Halt the processor after it
has begun printing the version string but before it has finished printing
the ``mem = xxx'' string.
Place the drive type number corresponding to your drive
.\"CHECK
at location 061472; 
the addresses for
drives 1, 2 and 3 are 061506, 061522 and 061536 respectively.
If you plan to use any drives other than 0 before you recompile
the system, you should patch these locations.
Make the patches and continue the CPU.
The value before patching must be zero.  If it is not, you have halted too
late and should try again.
.PP
UNIX begins by printing
out a banner identifying the version of the system that is in use and
the date it was compiled.  Note that this version is different from the
system release number, and applies only to the operating system
kernel.
.PP
Next the
.I mem
message gives the
amount of memory (in bytes) available to user programs.
On an 11/23 with no clock control register, a message ``No clock???''
will print next; this is a reminder to turn on the clock switch if
it is not already on, since UNIX cannot enable the clock itself.
The information about different devices being attached or not being
found is produced by the \fIautoconfig\fP\|(8) program.
Most of this is not important for the moment, but later the device table
can be edited to correspond to your hardware.
However, the tape drive of the correct type should have been detected
and attached.
.PP
The ``erase=...'' message is part of /.profile
that was executed by the root shell when it started.  The file
/.profile contained commands to
set the UNIX erase, line kill and interrupt characters
to be what is standard on DEC systems so that it is
consistent with the DEC console interface characters.
This is not normal for UNIX, but is convenient when working
on a hardcopy console; change it if you like.
.PP
UNIX is now running,
and the Berkeley PDP-11
\s-2UNIX\s0
Programmer's manual applies.
The `#' is the prompt from the Shell,
and lets you know that you are the super-user, whose login name is ``root.''
.PP
There are a number of copies of \fIunix\fP on the root file system,
one for each possible type of root file system device.
All but one of them (\fIxpunix\fP)
has had its symbol table
removed (i.e. they have been ``stripped''; see
.IR strip (1)).
The unstripped copy is linked (see
.IR ln (1))
to \fI/unix\fP to provide a system namelist
for programs like
.IR ps (1)
and
.IR autoconfig (8).
All of the systems were created from \fI/unix\fP by the
C shell script \fI/genallsys.sh\fP.
If you had to patch the \fIxp\fP type as you
booted, you may want to use \fIadb\fP (see
.IR adb (1))
━━━━━━━━━━━━━━━━━━━━
WRITTEN TASK 1: Report how many lines of the listing contain the string "white". Case counts. Give only the number.

RECORDS FOR THIS TASK:
━━━━━━━━━━━━━━━━━━━━
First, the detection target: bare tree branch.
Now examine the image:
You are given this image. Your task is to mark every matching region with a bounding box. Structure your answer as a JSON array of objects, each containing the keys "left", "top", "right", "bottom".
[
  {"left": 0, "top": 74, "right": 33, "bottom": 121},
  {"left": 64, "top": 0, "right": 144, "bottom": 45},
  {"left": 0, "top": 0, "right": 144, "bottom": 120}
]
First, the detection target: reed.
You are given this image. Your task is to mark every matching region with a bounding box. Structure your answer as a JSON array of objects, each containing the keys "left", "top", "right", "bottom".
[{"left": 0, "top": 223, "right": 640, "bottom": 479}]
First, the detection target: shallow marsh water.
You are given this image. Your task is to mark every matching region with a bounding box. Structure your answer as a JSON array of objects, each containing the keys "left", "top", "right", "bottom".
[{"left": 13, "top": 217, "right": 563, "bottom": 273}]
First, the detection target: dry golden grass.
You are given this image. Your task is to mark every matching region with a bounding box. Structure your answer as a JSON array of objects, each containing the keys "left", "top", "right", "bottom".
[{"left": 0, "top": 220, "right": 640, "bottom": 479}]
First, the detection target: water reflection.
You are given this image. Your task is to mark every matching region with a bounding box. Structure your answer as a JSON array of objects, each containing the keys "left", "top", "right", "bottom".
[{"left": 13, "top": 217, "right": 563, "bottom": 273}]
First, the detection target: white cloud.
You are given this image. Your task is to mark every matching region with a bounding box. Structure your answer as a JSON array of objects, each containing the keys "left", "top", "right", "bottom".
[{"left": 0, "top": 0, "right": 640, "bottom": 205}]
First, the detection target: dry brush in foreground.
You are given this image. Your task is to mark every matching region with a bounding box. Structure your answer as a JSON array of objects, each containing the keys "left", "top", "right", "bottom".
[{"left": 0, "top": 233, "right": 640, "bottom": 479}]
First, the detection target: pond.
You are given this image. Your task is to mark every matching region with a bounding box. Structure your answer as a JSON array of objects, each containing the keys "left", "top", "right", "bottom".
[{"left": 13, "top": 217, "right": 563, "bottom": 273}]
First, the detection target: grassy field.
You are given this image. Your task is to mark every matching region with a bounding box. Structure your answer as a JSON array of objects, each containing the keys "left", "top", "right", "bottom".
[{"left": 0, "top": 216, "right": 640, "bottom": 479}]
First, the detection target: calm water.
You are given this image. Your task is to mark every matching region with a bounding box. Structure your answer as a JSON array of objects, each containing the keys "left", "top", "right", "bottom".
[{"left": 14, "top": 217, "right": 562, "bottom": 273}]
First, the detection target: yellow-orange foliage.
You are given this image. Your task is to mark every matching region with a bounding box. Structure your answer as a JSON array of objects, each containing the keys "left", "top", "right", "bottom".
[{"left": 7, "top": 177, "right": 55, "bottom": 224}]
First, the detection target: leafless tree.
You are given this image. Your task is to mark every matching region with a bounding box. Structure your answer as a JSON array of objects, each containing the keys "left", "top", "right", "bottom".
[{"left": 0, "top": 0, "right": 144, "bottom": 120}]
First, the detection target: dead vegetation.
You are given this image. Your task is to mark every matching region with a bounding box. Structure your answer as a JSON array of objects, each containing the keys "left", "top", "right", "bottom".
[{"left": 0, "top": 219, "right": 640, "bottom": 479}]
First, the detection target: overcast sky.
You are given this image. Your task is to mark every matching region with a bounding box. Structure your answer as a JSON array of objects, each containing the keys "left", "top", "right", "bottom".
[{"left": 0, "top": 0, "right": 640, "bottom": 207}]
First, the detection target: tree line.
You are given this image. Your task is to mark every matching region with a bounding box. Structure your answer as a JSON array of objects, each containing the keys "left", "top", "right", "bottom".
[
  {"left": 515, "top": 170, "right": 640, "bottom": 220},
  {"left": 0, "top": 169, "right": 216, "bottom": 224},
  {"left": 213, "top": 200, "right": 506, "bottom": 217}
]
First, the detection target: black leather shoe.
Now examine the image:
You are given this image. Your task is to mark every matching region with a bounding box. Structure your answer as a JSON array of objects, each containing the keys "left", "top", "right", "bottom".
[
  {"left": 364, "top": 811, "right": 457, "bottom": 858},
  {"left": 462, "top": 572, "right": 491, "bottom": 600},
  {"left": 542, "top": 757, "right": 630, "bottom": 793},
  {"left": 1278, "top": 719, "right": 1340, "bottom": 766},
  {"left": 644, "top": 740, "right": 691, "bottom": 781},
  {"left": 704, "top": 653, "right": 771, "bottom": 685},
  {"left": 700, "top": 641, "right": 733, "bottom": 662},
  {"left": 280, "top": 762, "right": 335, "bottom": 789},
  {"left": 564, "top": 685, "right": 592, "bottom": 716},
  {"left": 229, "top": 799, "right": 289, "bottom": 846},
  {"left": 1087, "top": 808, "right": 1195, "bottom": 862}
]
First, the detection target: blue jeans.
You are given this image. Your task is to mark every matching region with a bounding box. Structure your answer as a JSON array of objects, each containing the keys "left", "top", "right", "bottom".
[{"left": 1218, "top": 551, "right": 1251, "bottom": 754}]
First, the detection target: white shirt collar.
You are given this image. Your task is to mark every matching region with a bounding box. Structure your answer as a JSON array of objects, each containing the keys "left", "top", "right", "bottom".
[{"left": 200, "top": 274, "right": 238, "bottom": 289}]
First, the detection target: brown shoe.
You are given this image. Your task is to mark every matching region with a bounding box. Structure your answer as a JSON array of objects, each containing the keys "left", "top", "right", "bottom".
━━━━━━━━━━━━━━━━━━━━
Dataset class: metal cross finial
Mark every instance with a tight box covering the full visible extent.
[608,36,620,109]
━━━━━━━━━━━━━━━━━━━━
WRITTEN TASK 2:
Decide whether each statement agrees with the passage on booting UNIX. For each, answer yes or no and quote the deciding words of the passage.
(a) The value at a drive-type location must be zero before it is patched.
(b) On an 11/23, UNIX can turn on the clock by itself.
(c) The `#' prompt indicates that the user is the super-user.

WRITTEN RESPONSE 1: 2

WRITTEN RESPONSE 2:
(a) Yes: "The value before patching must be zero."
(b) No: "since UNIX cannot enable the clock itself."
(c) Yes: "The `#' is the prompt from the Shell, and lets you know that you are the super-user"